▸ Exercise prompt:
Could you copy out the rows from the line that contains "Return one point per instance of the tree bark" through the line that contains "713), (532, 781)]" (both ends included), keeping every row's wording but shifting each coordinate in the answers up by 29? Leave the pictures out.

^^^^

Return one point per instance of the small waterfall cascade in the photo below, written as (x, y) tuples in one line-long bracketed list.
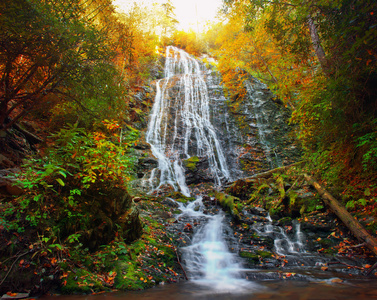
[(180, 125), (284, 244), (208, 259)]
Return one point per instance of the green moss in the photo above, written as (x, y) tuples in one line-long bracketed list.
[(191, 162), (255, 257), (264, 254), (285, 221), (177, 196), (227, 202), (82, 281)]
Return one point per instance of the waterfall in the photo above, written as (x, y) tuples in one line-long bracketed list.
[(180, 125)]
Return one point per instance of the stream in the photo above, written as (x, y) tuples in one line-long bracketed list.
[(214, 252)]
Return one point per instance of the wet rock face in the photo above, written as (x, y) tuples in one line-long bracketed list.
[(253, 130), (196, 170)]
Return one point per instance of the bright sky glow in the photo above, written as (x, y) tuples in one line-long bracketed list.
[(191, 14), (195, 13)]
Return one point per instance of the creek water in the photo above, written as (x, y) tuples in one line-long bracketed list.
[(180, 127)]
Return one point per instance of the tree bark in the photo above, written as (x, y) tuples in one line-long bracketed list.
[(317, 45), (352, 224), (270, 172)]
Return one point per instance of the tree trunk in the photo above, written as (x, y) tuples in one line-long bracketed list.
[(270, 172), (317, 45), (352, 224)]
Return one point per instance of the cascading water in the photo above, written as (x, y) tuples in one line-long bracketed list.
[(180, 127), (178, 120), (208, 259)]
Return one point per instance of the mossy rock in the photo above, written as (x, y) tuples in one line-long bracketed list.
[(255, 257), (190, 163), (228, 203), (286, 221), (241, 189)]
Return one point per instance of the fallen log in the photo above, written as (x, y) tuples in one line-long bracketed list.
[(349, 221), (269, 173)]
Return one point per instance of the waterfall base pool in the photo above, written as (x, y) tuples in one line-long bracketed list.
[(326, 289)]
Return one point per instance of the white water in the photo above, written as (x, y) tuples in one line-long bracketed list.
[(180, 126), (284, 244), (208, 259)]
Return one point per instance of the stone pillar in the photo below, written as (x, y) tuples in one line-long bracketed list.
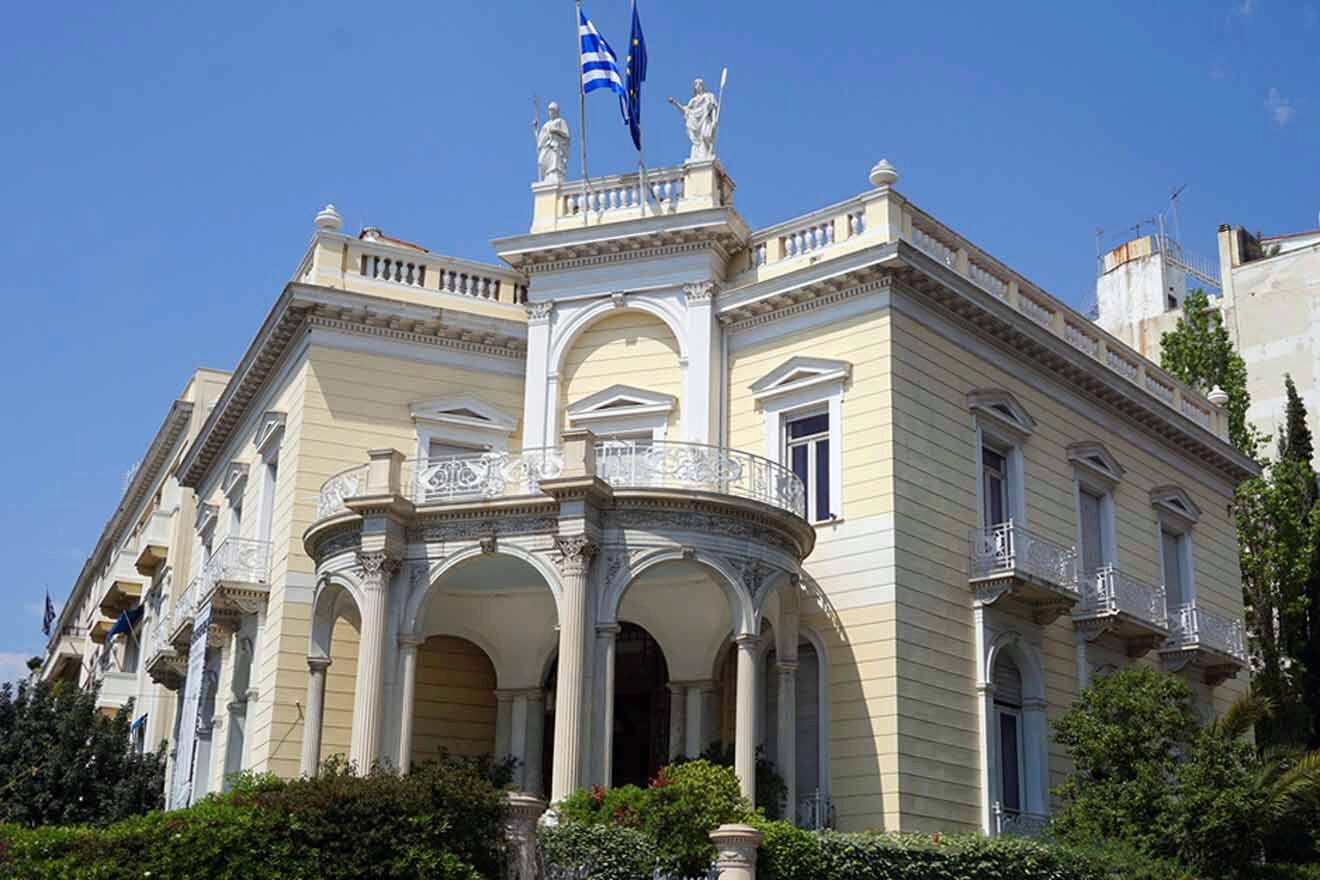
[(694, 718), (520, 831), (735, 851), (503, 723), (745, 719), (787, 734), (574, 561), (408, 647), (603, 702), (677, 719), (376, 569), (316, 713), (532, 781)]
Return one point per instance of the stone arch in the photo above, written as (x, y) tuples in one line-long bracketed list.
[(582, 321), (742, 611), (423, 595)]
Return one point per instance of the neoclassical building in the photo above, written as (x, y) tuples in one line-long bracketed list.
[(845, 488)]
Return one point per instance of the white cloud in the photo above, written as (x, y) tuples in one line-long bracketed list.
[(1282, 110), (13, 665)]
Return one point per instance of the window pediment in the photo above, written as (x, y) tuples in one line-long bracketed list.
[(619, 400), (465, 410), (1096, 461), (1002, 410), (1174, 500), (801, 372)]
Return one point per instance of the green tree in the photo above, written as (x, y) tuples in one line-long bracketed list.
[(64, 761), (1199, 351), (1278, 528)]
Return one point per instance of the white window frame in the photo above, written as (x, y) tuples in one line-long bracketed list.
[(437, 420), (999, 422), (803, 387), (1098, 472), (1178, 513), (623, 412)]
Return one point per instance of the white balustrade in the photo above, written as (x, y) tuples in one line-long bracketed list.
[(343, 484), (697, 467), (473, 478), (1192, 627), (808, 239), (1109, 591), (1009, 548)]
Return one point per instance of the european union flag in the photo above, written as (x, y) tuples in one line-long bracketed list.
[(635, 74)]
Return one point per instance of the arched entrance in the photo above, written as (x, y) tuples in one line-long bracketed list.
[(640, 709)]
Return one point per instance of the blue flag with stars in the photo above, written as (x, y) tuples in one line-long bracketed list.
[(635, 74)]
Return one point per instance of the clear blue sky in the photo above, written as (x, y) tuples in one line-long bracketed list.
[(161, 166)]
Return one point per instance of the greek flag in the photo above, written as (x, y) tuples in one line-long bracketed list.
[(599, 63)]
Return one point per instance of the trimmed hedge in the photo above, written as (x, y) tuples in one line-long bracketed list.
[(444, 822)]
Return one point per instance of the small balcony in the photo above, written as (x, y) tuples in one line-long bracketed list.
[(660, 465), (1205, 640), (153, 544), (238, 574), (1009, 560), (1113, 602)]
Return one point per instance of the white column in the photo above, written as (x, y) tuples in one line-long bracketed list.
[(408, 647), (532, 780), (503, 723), (603, 702), (368, 699), (694, 718), (787, 734), (316, 713), (745, 719), (574, 560)]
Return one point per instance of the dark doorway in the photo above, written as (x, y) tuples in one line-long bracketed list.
[(640, 710)]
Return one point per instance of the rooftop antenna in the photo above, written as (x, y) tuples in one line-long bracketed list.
[(1172, 202)]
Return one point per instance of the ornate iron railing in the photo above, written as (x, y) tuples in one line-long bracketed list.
[(1019, 823), (471, 478), (1009, 548), (1192, 627), (705, 469), (343, 484), (1109, 591)]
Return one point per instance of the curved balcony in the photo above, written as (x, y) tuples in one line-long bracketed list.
[(1007, 558), (1205, 640), (1114, 602), (658, 465)]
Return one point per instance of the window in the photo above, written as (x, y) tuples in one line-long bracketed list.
[(994, 484), (807, 451)]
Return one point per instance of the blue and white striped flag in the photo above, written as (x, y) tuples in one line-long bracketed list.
[(599, 63)]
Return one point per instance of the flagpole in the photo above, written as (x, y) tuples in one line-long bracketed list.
[(586, 178)]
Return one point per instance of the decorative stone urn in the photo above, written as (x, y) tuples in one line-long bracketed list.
[(735, 851)]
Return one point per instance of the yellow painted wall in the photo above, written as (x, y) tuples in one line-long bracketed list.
[(935, 488), (456, 699), (630, 348)]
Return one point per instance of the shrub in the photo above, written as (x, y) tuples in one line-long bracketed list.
[(444, 822), (64, 761), (613, 852)]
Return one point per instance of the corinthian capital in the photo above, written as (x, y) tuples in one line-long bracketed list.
[(376, 567), (574, 553)]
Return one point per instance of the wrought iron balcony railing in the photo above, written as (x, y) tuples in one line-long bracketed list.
[(487, 475), (702, 469), (1191, 627), (1109, 591), (1009, 549)]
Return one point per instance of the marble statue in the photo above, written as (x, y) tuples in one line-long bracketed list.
[(701, 115), (552, 147)]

^^^^

▸ Result of the exercise:
Return one point per instance of the tree bark in the photo above, written as (x, y) tuples in one line-long bracketed list.
[(346, 74), (381, 253), (299, 201)]
Return one point per instance of the tree trunk in the photo above, written as (x, y) tuples in one line-long bracketed list.
[(299, 201), (346, 74), (381, 253)]
Return one point per instance of the cascading water in the photo above, written as (x, y) tuples in one line-long bracketed list.
[(209, 156), (207, 149), (237, 288)]
Return one point per instance of the mossy rock in the photo above, written as (x, y) tuples in one line-long bracketed list.
[(284, 286), (219, 192), (257, 232), (315, 250), (270, 218)]
Return one point per instance of the fallen log in the photo above, written as (x, y) tuples in one line-long bracketed list.
[(378, 250), (298, 202)]
Return one point per instance of the waterfall base pool in the photo above, written as (x, y) tuples in one line-long bracketed list.
[(355, 318)]
Return one point per instance of the white water in the photo above, written as (x, y) tuples in one line-long bracketed list.
[(209, 155), (313, 273), (237, 288)]
Return one point per instance of the stone pillar in the photo below, written as (x, y) tuples in one line-long bracketed list.
[(723, 747), (549, 860), (764, 880), (532, 752), (774, 748), (816, 763), (603, 590), (437, 676), (632, 731), (706, 748), (405, 598), (345, 742), (561, 810)]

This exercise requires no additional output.